§ **INSTRUCTIONS FOR THE TASK**
Return every line of the data below that includes the string "white".
** Opening DATA UNDER STUDY block **
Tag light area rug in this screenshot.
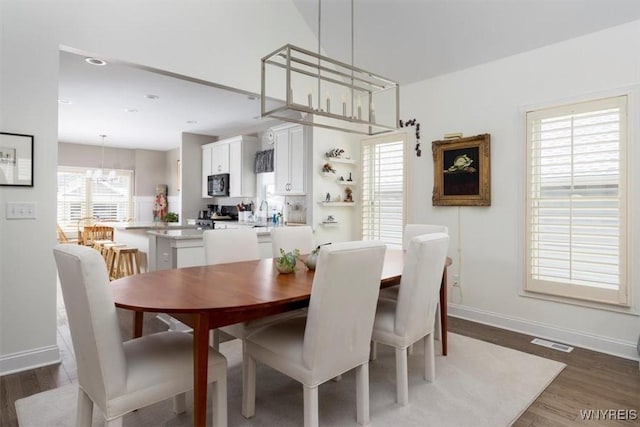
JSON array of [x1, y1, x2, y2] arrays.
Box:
[[16, 333, 565, 426]]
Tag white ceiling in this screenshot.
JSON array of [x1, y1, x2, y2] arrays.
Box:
[[58, 0, 640, 151]]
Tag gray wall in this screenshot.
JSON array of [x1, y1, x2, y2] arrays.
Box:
[[181, 132, 217, 221], [58, 142, 136, 171]]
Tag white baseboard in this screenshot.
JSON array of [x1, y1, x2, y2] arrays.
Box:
[[448, 304, 639, 362], [0, 345, 60, 376]]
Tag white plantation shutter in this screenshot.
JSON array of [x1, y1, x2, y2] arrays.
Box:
[[57, 166, 133, 234], [361, 134, 406, 245], [525, 95, 629, 306]]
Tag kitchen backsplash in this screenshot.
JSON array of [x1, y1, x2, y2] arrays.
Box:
[[285, 195, 307, 224]]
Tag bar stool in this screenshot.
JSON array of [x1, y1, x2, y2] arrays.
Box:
[[103, 243, 127, 279], [92, 240, 114, 255], [111, 246, 140, 280]]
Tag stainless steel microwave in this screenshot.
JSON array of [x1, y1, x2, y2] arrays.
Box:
[[207, 173, 229, 197]]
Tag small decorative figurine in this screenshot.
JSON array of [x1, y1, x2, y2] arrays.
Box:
[[345, 187, 353, 203], [322, 163, 336, 173], [325, 192, 331, 202], [347, 172, 353, 182], [326, 148, 345, 158]]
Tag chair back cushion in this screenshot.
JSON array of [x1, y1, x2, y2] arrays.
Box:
[[270, 226, 315, 256], [395, 233, 449, 339], [303, 240, 386, 377], [203, 228, 259, 265], [53, 244, 127, 403], [403, 223, 448, 250]]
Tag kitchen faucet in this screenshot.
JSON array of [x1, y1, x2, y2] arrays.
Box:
[[259, 200, 269, 221]]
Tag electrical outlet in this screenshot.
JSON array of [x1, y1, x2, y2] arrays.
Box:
[[452, 274, 460, 287]]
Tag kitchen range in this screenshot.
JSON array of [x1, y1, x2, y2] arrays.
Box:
[[195, 204, 238, 229]]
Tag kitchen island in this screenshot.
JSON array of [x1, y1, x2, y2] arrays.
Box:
[[148, 224, 275, 271], [104, 222, 197, 272]]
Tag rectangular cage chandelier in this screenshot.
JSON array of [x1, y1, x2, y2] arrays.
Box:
[[261, 44, 399, 135]]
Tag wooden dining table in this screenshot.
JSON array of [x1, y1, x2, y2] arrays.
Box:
[[110, 248, 450, 427]]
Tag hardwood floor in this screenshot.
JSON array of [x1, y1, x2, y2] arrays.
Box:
[[1, 303, 638, 426]]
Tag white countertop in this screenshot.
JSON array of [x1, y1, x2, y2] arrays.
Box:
[[103, 221, 198, 231], [148, 223, 278, 240]]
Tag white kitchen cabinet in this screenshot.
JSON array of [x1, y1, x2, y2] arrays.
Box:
[[202, 145, 213, 198], [274, 124, 306, 195], [202, 136, 257, 198], [211, 142, 230, 174], [229, 135, 258, 197]]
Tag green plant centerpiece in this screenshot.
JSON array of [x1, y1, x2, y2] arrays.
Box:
[[276, 248, 300, 274]]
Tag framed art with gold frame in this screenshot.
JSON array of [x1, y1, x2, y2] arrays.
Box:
** Closing DATA UNDER STUDY block **
§ **ANSWER BOX**
Tag white ceiling in this screenshot.
Tag white baseboard in this screenshot.
Tag white plantation shutter in this screenshot.
Tag white countertop in this screenshot.
Tag white kitchen cabinet in this screenshot.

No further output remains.